## Exercise
Reproduce the line that contains "Would you mind pointing at the spider front" and every line after it through the end of the records, exactly, with nothing added.

## Input data
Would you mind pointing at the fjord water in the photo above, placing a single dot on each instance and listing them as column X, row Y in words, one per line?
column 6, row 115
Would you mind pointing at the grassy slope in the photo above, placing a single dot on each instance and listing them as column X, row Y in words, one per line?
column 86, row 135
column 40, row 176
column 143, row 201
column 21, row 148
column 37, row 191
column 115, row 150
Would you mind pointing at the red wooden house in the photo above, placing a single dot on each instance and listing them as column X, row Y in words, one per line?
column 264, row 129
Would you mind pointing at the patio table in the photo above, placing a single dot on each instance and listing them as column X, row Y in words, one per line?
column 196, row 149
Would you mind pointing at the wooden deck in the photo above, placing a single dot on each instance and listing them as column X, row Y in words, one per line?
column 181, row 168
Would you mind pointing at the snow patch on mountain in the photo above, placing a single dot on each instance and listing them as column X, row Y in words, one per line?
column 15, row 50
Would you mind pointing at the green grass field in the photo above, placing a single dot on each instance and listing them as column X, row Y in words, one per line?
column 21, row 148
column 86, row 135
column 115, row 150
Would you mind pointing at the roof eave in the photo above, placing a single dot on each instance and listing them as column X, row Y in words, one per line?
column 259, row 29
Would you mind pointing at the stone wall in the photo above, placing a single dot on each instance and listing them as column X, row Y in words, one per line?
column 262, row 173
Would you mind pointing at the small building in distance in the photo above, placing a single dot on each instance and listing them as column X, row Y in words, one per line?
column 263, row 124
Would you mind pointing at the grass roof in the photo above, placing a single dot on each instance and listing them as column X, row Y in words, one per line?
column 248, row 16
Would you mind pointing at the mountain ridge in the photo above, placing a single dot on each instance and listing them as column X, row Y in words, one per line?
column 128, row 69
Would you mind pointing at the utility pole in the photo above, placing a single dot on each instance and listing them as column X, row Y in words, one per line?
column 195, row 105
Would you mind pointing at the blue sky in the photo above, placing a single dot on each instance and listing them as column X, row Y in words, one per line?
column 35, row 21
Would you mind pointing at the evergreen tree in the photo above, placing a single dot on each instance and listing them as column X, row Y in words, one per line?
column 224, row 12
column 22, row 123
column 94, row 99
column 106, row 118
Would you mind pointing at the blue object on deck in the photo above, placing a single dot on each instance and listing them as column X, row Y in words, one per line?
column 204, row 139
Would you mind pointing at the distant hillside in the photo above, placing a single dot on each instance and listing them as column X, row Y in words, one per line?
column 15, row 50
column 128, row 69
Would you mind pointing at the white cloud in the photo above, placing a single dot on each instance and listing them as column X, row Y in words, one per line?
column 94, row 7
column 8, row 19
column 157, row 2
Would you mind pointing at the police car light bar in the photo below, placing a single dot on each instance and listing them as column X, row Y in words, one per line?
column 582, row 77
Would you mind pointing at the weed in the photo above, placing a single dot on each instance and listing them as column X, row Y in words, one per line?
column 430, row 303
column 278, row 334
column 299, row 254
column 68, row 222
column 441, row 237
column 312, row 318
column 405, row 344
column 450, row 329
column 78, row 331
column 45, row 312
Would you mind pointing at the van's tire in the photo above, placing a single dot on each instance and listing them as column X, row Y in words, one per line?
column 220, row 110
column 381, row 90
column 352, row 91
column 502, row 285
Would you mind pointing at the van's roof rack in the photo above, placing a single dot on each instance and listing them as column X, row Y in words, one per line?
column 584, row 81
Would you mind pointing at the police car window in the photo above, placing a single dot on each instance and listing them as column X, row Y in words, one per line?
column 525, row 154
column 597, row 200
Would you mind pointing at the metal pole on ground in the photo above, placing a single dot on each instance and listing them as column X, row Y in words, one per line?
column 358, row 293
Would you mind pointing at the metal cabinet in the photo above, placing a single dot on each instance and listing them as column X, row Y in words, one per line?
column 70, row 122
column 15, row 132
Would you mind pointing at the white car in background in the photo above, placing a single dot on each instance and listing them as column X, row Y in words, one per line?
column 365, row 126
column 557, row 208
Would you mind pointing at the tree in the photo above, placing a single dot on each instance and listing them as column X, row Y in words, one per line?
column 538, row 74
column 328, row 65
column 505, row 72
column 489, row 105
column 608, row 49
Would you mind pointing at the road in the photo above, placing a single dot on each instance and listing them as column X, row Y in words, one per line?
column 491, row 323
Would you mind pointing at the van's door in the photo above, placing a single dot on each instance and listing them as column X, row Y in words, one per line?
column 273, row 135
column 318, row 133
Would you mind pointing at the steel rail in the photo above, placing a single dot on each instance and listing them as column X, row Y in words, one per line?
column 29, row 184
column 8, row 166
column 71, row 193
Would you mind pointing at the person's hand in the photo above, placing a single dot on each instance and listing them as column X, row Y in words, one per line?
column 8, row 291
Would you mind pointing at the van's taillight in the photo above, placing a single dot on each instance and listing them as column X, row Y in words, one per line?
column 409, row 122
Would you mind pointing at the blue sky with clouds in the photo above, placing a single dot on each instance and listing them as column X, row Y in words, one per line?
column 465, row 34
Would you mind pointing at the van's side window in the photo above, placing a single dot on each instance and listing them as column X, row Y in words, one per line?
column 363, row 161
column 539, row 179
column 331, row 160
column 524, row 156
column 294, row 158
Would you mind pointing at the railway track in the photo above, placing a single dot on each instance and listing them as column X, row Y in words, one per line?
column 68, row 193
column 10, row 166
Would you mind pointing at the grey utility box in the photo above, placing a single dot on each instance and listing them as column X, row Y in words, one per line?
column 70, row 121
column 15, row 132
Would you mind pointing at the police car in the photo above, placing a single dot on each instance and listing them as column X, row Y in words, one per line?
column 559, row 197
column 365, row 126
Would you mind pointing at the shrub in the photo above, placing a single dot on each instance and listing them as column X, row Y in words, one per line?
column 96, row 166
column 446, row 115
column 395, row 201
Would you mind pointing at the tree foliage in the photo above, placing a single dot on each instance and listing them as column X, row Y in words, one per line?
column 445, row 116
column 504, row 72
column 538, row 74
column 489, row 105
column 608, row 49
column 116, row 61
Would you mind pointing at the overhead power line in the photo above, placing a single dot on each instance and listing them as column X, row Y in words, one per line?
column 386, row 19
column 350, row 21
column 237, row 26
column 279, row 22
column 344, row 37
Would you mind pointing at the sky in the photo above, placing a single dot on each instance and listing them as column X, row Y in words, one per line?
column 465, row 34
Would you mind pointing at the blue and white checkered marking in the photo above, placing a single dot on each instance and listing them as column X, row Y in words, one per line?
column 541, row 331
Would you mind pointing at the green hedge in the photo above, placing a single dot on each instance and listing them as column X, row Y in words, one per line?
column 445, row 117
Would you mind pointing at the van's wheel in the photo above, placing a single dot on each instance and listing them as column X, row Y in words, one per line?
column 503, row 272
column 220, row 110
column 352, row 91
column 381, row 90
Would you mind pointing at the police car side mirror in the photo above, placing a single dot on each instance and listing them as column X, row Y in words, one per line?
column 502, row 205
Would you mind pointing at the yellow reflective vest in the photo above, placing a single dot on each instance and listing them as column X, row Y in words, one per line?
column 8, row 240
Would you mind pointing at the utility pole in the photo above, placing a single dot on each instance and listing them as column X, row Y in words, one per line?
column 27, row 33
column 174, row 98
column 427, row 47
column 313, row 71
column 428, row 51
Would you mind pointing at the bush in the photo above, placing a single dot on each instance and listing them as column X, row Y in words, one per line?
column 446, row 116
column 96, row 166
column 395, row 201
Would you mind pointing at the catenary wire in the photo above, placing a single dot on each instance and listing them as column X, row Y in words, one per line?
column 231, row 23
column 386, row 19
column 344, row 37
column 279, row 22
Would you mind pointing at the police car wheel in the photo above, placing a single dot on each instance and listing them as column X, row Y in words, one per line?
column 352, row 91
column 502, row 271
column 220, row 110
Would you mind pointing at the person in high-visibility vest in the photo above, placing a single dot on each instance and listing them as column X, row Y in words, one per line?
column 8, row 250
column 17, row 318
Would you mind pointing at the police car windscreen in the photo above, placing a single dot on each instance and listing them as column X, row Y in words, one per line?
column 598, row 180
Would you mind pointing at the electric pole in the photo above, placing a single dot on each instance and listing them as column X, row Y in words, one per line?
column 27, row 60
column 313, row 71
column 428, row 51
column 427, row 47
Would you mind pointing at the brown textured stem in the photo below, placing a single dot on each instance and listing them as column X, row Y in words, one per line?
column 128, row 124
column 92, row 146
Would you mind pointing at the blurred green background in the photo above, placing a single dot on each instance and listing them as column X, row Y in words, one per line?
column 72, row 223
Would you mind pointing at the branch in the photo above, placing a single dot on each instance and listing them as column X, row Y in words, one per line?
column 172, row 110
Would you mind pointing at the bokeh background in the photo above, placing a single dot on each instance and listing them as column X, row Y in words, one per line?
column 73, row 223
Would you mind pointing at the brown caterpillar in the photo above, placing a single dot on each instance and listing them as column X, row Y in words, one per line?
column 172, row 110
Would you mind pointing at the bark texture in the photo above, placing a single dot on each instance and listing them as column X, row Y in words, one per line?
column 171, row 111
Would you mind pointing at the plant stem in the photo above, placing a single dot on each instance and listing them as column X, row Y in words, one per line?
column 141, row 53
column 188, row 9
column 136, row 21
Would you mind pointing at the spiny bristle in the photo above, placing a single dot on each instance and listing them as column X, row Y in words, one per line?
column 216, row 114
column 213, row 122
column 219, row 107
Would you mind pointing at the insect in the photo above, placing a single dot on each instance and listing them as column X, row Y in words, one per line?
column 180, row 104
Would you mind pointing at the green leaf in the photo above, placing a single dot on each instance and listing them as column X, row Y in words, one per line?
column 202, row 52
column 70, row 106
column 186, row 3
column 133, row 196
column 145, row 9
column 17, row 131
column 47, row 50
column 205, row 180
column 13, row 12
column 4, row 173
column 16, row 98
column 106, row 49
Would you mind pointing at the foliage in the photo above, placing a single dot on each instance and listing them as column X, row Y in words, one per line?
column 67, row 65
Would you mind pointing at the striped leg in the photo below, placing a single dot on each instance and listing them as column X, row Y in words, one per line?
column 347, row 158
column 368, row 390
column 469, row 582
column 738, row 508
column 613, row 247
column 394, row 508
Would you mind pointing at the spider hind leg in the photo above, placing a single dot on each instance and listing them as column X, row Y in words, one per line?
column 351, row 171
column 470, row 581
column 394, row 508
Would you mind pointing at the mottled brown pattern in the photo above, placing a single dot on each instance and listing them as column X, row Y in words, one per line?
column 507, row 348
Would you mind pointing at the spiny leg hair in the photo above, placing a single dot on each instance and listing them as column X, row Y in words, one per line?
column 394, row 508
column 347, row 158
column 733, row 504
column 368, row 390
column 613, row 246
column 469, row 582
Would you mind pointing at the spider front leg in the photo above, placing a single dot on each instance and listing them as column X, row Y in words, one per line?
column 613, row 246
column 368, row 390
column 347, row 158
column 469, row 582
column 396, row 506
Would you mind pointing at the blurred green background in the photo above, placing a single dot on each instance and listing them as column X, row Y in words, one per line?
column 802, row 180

## Answer below
Would you mind pointing at the spider front leg in the photo above, placing a single dot on each instance and listing them as column X, row Y in words, one per line?
column 613, row 246
column 368, row 390
column 347, row 158
column 469, row 582
column 396, row 506
Would you mind pointing at the blurred green background in the photo above, placing a single dot on each instance and listing them as column X, row Y in words, one per line?
column 802, row 180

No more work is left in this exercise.